## REQUIRED WORK
Could you output each line below precisely as it stands, without the images?

## PROVIDED DATA
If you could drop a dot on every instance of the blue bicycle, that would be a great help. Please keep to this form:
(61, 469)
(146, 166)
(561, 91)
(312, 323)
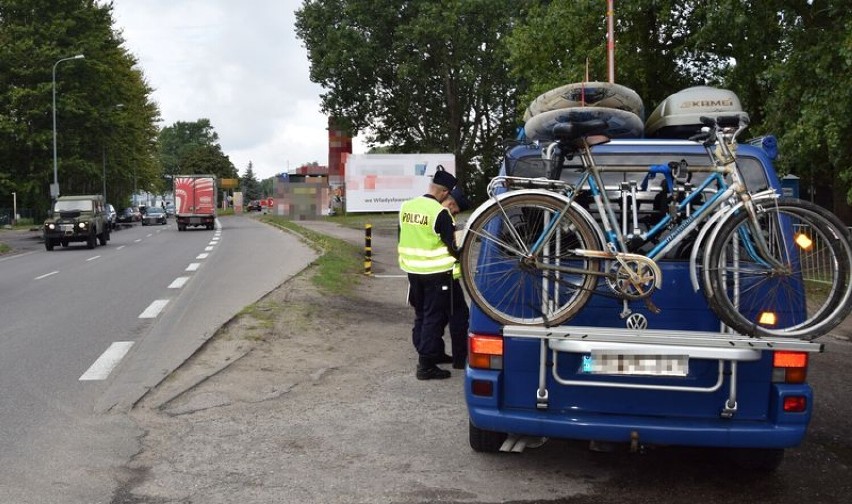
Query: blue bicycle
(533, 254)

## YOUR RESPONSE
If you could drop a dot on every instance of the blue bicycle, that would be a great help. Please keep to this form:
(61, 469)
(146, 166)
(561, 91)
(312, 323)
Query: blue bicycle
(533, 254)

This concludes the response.